Using the entries below, transcribe exactly the line containing "the dancer's outstretched" and each line that follows it to the end.

★ ★ ★

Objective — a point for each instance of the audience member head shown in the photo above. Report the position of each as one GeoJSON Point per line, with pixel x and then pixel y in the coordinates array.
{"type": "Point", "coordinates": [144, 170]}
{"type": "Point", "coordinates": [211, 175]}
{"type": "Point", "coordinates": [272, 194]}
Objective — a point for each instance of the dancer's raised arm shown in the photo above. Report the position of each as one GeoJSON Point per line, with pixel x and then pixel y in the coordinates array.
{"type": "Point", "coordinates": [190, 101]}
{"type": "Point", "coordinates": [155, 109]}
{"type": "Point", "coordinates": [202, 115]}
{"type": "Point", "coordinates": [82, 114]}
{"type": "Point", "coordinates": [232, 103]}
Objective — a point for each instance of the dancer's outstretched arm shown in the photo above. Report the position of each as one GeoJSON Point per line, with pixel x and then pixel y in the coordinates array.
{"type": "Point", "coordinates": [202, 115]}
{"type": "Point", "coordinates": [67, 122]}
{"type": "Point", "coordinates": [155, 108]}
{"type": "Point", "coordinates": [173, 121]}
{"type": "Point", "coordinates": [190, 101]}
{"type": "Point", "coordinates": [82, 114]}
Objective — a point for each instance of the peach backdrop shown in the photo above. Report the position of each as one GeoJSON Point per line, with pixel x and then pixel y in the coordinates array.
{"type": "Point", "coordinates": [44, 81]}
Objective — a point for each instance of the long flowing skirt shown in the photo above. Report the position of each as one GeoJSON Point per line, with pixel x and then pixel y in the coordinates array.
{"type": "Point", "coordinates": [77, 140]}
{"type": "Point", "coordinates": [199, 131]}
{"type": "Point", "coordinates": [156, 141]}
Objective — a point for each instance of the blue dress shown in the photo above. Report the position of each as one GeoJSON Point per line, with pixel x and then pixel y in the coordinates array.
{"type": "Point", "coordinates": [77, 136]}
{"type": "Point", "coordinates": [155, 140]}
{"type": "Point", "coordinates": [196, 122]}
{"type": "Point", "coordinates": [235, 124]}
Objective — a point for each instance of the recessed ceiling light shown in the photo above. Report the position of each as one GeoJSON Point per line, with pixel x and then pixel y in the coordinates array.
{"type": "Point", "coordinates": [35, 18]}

★ ★ ★

FINAL RESULT:
Objective — a point for each instance of the dancer's outstretched arm shown in the photo above. Report the position of each as one GeoJSON Point per line, with pixel x and then pixel y in the coordinates array.
{"type": "Point", "coordinates": [202, 115]}
{"type": "Point", "coordinates": [67, 122]}
{"type": "Point", "coordinates": [155, 108]}
{"type": "Point", "coordinates": [173, 121]}
{"type": "Point", "coordinates": [190, 101]}
{"type": "Point", "coordinates": [82, 114]}
Objective — a point for each instance of the peach backdrop shown in the photo above. Report the position of each as one GeoJSON Point per line, with pixel x and then pixel y in the coordinates array.
{"type": "Point", "coordinates": [44, 81]}
Objective — a point for each instance of the long flowing skirt shown in the photo above. Report the position of each as one GeoJSON Point per line, with pixel x and then pixel y in the coordinates array.
{"type": "Point", "coordinates": [77, 140]}
{"type": "Point", "coordinates": [199, 131]}
{"type": "Point", "coordinates": [156, 141]}
Objective — a point for each instance of the blue dress shown in the photo above. Report the position of each as one GeoJSON Point per line, with pixel x and then pixel y in the coordinates array.
{"type": "Point", "coordinates": [77, 136]}
{"type": "Point", "coordinates": [155, 140]}
{"type": "Point", "coordinates": [196, 122]}
{"type": "Point", "coordinates": [235, 124]}
Objective — a point for each instance of the recessed ceiling light shown in the photo above. Report the position of each as one GeoJSON Point per line, with pixel x and then pixel y in the coordinates array.
{"type": "Point", "coordinates": [35, 18]}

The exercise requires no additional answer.